Quoted passage:
Researchers from the European Molecular Biology Laboratory (EMBL) and the University of Michigan have identified a gene that can protect humans from nephronopthisis (NPHP), a serious kidney disease.
NPHP is a disease that causes kidney degeneration during childhood and kidney failure requiring organ transplantation. The insights might help design effectual and non-invasive therapies.
The team has discovered that mutations in the gene GLIS2 can lead to nephronopthisis (NPHP) in both humans and mice.
Mathias Treier and his group at EMBL have paved way to develop innovative treatment for the disease by working on a mouse model.
"Our mice show striking similarities with NPHP patients. Very early on in their lives their kidney cells start to die and the mice develop all the characteristic disease symptoms. It is the first time that a mouse model reveals increased cell death as the mechanism underpinning kidney degeneration in NPHP. The genetic cause is a mutation in a gene called GLIS2," Nature Genetics quoted Mathias Treier, group leader at EMBL, as saying.
GLIS2 protects adult kidney against cell death by turning off genes that trigger cell death, and that are necessary for the organ development.
A change in the GLIS2 function sets off harmful genes leading to large numbers of kidney cells' death..

Task list:
a. Copy the passage on GLIS2 and kidney disease from "NPHP is a disease" up to and including "EMBL, as saying.", swapping "mice" for "rodents" each time it appears.
b. Carry on the passage on GLIS2 and kidney disease from where it stops.
The rows have nothing to do with the passage on GLIS2 and kidney disease.

Record set:
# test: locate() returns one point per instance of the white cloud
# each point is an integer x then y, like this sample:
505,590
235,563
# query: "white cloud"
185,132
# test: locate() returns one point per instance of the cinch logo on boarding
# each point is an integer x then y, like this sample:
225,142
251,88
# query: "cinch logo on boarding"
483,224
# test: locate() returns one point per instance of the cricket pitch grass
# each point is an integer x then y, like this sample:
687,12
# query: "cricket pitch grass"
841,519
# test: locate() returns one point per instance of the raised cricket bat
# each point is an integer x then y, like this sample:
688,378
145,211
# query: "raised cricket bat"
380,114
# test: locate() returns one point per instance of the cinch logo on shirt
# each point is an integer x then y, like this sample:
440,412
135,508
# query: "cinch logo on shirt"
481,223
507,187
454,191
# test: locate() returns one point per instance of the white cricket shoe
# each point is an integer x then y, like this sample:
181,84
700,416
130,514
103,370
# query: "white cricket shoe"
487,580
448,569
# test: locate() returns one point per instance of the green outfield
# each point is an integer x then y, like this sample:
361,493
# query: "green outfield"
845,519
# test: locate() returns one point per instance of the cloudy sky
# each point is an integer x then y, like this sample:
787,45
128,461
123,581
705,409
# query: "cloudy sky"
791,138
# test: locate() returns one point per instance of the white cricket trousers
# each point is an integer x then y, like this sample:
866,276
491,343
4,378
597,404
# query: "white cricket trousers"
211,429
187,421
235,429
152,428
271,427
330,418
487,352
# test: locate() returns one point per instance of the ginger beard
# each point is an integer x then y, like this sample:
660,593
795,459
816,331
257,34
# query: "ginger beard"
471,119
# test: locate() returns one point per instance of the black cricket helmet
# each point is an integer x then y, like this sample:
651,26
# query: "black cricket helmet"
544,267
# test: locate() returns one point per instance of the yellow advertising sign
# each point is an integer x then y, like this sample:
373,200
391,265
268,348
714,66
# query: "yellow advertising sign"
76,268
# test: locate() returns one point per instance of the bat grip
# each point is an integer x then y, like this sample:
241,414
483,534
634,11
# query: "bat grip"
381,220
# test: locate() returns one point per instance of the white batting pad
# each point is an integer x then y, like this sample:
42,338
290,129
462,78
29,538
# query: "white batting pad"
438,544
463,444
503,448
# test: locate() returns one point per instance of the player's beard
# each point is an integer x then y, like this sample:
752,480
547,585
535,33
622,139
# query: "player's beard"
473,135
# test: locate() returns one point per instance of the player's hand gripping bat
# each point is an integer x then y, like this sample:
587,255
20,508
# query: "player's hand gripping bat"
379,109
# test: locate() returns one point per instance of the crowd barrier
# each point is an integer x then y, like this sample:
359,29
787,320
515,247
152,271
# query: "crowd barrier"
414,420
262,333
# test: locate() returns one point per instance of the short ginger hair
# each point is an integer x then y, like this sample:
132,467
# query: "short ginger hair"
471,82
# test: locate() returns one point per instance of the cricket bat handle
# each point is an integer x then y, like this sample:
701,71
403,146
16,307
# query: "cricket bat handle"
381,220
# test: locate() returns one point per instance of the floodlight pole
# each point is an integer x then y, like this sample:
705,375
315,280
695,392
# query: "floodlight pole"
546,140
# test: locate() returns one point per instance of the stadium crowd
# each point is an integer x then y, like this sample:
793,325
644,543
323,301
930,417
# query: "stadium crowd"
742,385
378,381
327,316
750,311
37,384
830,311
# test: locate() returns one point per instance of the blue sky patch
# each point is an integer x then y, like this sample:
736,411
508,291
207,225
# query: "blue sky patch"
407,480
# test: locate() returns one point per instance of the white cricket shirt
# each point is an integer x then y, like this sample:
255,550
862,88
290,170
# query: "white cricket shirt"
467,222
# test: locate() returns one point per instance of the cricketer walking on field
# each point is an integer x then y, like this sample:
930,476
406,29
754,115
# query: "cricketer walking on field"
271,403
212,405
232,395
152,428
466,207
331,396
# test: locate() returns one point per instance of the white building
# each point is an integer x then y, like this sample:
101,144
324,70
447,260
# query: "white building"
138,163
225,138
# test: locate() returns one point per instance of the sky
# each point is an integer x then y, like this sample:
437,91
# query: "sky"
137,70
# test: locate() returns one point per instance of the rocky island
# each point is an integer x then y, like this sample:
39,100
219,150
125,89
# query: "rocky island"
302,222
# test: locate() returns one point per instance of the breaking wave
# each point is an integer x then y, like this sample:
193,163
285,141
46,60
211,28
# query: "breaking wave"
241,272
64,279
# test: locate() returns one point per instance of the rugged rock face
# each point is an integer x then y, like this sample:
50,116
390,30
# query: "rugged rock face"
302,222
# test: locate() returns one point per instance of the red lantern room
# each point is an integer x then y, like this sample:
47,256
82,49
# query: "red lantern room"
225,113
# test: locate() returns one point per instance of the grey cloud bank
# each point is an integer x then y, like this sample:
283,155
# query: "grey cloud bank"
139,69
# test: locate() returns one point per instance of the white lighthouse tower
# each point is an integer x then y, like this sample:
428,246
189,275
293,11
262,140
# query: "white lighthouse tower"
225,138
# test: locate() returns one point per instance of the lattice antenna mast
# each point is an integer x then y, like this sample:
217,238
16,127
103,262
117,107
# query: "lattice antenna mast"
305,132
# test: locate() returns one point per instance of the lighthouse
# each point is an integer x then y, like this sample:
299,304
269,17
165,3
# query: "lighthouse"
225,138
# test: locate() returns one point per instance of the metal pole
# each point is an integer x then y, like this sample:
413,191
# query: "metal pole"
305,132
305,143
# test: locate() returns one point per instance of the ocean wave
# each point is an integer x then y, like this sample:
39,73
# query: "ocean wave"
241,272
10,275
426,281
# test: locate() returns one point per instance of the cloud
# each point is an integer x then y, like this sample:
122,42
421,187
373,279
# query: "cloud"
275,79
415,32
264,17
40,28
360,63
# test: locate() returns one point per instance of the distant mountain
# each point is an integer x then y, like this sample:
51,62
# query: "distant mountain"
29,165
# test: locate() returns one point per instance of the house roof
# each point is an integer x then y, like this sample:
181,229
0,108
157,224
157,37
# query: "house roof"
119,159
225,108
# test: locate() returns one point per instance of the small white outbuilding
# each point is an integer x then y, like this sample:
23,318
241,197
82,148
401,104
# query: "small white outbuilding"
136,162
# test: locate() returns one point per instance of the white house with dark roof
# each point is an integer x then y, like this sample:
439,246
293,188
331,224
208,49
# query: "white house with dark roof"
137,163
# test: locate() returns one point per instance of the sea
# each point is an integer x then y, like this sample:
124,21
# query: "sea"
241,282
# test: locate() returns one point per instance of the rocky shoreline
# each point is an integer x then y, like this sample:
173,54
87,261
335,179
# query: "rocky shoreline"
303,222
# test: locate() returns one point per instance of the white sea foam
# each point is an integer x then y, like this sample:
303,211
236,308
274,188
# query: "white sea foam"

Replies:
a.
NPHP is a disease that causes kidney degeneration during childhood and kidney failure requiring organ transplantation. The insights might help design effectual and non-invasive therapies.
The team has discovered that mutations in the gene GLIS2 can lead to nephronopthisis (NPHP) in both humans and rodents.
Mathias Treier and his group at EMBL have paved way to develop innovative treatment for the disease by working on a mouse model.
"Our rodents show striking similarities with NPHP patients. Very early on in their lives their kidney cells start to die and the rodents develop all the characteristic disease symptoms. It is the first time that a mouse model reveals increased cell death as the mechanism underpinning kidney degeneration in NPHP. The genetic cause is a mutation in a gene called GLIS2," Nature Genetics quoted Mathias Treier, group leader at EMBL, as saying.

b.
To see if GLIS2 has the same result on human, Friedhelm Hildebrandt and his team at the University of Michigan carried out a genetic screening of those having NPHP. They found that some patients carried mutations in the same GLIS2 gene as in the mouse model confirming that GLIS2 is a crucial player in NPHP also in humans.
"This is an excellent example of how combining basic research with clinical studies can help uncovering mechanisms of human disease," said Henriette Uhlenhaut who carried out the research in Treier's lab.
"The next step will be to translate the insights gained into new therapeutic approaches to develop alternatives to kidney transplantations. With GLIS2 we have already identified one promising candidate drug target and our mouse model will help us find many others," he added.
The study is available in the current online issue of Nature Genetics.